> Requirement 1
In the economists' comments on China's first-quarter GDP data, which area does Haibin Zhu say had the strongest investment growth in 2017?
> Requirement 2
Extend the economists' comments on China's first-quarter GDP data past their final line.
*** Provided text ***
HAIBIN ZHU, CHIEF CHINA ECONOMIST, J.P. MORGAN, HONG KONG

“First quarter GDP data is on the positive side, it reduced the concern that economic activity has slowed down. If you look at domestic activity indicators, industrial production, FAI, retail sales ... they are holding up very well.

“We had been talking about a concern that there would be some pay-back after Chinese New Year, that data would be on the weak side in March, but actually it is holding up very well.

“We feel positive because there was so much concern about the trade tensions between China and the U.S. and whether it will affect the companies’ investment or manufacturing behaviour but I think on the domestic front, retail sales, investments are still holding up.”

“Economic rebalancing plays a pretty important role. If you look at the policy side, there’s no stimulus. The government talks about cutting excess capacity, talks about environment protection. Logically these efforts should slow down China’s economic activity. But the negative impact is smaller than we thought.

“But environment protection is the single area with the strongest investment growth in 2017. The industry spent a lot in new energy, waste water disposal and other environment-related concepts. That’s offsetting capacity reduction and the shutting down of polluting firms.

“Secondly, it is about the efficiency of the policy. The efficiency for credit allocation has improved. We see a compositional shift from high credit intensive industries to new industries.”

JEFF NG, CHIEF ECONOMIST, CONTINUUM ECONOMICS

“Despite the high base in Q1 (2017), the industrial production figures still look relatively resilient. Producer prices continue to grow, so that’s helping the manufacturing sector and services sector remained strong as well. It shows that China can certainly outperform the 6.5 percent growth target that they’ve set themselves.

“Trade frictions will have limited downside risks. If the domestic economy is doing well, it will still contribute to at least 90 percent or even more than 100 percent of growth. China continues to diversify trade to other regions so it won’t be a huge concern.

“Property market cooling and anti pollution measures will take some time to resolve. There are a lot of initiative but with China being so big, it will still take some time. Implementation will still remain slow and gradual.”
*** Information ***
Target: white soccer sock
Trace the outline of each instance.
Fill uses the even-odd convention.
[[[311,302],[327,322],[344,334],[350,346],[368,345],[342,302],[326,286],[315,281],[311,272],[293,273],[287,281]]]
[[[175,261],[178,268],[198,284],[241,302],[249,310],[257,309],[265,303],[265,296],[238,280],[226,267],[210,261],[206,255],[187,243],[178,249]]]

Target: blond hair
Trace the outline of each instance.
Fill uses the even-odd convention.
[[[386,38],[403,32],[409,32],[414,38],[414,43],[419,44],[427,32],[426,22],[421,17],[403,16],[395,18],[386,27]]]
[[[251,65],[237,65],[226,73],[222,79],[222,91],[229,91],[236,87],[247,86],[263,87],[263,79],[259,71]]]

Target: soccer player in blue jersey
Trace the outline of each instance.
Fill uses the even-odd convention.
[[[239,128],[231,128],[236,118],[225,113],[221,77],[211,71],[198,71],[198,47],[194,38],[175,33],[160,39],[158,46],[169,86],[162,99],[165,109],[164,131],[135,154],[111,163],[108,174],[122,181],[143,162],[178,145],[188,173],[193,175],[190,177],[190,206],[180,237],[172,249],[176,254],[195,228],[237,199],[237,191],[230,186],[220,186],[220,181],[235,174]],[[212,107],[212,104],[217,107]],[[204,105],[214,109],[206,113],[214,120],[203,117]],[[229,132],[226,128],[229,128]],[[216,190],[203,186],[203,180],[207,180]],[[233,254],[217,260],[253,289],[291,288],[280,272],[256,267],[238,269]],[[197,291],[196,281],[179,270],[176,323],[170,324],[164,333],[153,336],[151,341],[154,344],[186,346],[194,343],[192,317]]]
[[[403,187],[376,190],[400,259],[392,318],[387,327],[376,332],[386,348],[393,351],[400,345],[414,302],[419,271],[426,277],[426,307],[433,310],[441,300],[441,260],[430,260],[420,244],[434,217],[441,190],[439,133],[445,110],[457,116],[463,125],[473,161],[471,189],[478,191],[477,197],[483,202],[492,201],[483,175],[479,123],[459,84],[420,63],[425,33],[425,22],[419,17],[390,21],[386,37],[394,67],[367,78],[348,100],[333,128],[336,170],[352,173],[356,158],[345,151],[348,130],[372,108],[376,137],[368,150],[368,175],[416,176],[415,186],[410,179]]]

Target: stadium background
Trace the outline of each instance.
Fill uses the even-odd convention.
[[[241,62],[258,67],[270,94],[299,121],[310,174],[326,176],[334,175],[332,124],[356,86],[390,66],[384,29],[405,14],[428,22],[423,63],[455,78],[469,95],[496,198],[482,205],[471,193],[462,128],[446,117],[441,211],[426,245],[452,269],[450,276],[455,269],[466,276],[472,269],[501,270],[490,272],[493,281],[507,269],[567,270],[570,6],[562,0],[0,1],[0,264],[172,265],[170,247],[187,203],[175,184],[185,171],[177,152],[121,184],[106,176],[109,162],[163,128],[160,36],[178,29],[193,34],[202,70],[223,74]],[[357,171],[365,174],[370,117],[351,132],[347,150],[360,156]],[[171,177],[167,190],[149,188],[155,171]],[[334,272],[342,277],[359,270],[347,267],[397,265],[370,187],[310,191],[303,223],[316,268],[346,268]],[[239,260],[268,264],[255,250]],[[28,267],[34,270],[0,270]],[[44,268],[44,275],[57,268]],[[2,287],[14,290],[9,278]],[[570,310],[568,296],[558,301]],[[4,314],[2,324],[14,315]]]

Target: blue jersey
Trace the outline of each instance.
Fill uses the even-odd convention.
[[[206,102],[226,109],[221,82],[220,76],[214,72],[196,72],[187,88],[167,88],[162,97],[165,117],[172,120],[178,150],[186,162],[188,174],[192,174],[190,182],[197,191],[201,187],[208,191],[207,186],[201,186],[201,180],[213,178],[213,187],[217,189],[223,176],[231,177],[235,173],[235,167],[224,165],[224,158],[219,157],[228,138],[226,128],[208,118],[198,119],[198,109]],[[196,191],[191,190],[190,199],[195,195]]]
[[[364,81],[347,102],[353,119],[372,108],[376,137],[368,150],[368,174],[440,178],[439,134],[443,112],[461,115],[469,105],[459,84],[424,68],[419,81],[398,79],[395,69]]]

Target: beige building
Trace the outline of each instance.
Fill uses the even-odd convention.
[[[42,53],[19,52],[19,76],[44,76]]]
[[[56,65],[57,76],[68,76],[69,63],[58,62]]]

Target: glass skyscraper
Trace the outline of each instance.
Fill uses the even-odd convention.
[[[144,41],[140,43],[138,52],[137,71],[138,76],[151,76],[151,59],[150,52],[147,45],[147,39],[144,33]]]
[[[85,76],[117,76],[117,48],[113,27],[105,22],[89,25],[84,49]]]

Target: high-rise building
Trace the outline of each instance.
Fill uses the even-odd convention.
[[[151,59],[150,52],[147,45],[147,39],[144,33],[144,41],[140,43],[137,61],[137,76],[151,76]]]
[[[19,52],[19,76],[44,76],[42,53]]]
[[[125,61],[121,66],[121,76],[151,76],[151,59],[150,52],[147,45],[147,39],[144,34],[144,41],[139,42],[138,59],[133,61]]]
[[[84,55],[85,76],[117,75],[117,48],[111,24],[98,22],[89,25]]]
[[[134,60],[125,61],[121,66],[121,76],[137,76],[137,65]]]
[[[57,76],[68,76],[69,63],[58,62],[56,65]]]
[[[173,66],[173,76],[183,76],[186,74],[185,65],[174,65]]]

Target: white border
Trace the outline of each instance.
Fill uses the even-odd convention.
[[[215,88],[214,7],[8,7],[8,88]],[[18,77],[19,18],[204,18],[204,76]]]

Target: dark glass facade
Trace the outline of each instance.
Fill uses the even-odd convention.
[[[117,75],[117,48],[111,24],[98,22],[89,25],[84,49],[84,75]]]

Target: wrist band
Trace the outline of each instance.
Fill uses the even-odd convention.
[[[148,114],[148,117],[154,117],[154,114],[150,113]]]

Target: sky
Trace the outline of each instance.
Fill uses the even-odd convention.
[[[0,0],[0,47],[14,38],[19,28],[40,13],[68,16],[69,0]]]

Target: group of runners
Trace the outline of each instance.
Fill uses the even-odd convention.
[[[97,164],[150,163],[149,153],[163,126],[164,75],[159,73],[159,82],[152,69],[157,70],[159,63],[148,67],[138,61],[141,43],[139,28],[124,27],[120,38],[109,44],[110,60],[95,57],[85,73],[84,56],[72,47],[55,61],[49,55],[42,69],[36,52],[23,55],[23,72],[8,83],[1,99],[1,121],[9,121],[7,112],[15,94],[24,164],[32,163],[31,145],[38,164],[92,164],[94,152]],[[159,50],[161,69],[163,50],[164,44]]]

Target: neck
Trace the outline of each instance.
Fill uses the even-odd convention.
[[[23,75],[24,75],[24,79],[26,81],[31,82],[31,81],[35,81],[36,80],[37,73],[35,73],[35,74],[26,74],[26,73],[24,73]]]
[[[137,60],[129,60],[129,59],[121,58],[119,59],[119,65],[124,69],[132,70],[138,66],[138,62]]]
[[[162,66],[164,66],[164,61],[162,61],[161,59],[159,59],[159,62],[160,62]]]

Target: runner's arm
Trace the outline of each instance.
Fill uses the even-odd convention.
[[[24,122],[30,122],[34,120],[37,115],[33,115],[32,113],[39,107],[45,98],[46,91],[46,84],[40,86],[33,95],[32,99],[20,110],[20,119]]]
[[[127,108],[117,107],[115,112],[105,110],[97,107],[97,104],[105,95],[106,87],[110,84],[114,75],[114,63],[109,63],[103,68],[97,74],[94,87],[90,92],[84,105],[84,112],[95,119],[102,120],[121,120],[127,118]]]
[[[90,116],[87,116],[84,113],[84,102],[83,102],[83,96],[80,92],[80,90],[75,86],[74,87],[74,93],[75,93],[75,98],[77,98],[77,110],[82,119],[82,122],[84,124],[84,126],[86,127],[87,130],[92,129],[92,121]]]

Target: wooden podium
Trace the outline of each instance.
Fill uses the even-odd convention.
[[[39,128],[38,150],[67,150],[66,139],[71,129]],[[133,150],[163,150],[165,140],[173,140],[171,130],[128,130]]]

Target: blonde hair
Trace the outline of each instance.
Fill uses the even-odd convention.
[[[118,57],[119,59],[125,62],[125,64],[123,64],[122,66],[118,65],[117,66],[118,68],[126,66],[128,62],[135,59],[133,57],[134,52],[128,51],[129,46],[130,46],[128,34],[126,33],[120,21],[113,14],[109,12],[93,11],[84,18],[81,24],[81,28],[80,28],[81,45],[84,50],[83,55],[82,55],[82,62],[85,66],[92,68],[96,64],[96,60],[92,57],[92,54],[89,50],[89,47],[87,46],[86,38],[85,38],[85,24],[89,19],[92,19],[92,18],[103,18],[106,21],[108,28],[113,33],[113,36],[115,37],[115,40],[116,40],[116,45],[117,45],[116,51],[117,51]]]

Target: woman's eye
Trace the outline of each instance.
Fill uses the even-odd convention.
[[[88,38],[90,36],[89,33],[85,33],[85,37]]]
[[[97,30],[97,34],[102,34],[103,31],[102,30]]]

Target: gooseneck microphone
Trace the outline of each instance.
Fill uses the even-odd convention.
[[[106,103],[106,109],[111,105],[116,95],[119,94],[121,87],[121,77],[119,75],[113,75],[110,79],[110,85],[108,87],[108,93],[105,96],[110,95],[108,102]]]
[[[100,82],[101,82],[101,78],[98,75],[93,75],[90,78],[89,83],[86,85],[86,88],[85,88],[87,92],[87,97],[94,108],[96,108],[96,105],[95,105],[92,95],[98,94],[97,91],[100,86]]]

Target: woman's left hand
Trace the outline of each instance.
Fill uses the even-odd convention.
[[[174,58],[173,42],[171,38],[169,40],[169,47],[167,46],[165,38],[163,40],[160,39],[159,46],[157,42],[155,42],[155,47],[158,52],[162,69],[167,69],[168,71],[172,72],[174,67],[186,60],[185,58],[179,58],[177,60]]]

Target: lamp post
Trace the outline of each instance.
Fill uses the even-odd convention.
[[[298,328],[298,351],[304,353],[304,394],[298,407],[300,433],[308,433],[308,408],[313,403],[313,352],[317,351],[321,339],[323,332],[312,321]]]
***
> Expected answer 1
Environment protection.

> Expected answer 2
GRAPHIC:

China's GDP trends: tmsnrt.rs/1PFmwVG

BACKGROUND:

- China’s economy carried more growth momentum into early 2018 than initially expected, keeping a synchronized global recovery on track even as worries grow about a trade war.

- At the start of this year, economists had pencilled in a slowdown in growth to 6.6 percent in the first quarter, easing slightly from 6.8 percent in the fourth quarter and a forecast-beating expansion of 6.9 percent for full-year 2017.

- Generally stronger-than-expected readings in the first two months of the year offset some signs of softer growth in March, with first-quarter performance remaining solid.

- While growth could strengthen in spring due to seasonal factors such as a pick-up in construction, analysts maintain that activity will eventually start to cool, weighed down by cooling property market, curbs on industrial pollution and rising borrowing costs for companies as regulatory crack down on riskier lending practices.

- Trade frictions with the United States and a stronger yuan may also drag on exporters, even if Washington and Beijing are able to negotiate a compromise and avoid the worst of the tit-for-tat tariffs proposed last month.

- Analysts expect full-year 2018 growth will slow to 6.5 percent, in line with the government’s target, even without any trade shocks.

- China’s leaders pledged last month to continue their crackdown on systemic risks and slow an explosive build-up in debt, but some analysts believe the government could quickly u-turn on policy and unveil fresh stimulus again if economic growth threatens to slow more sharply than expected.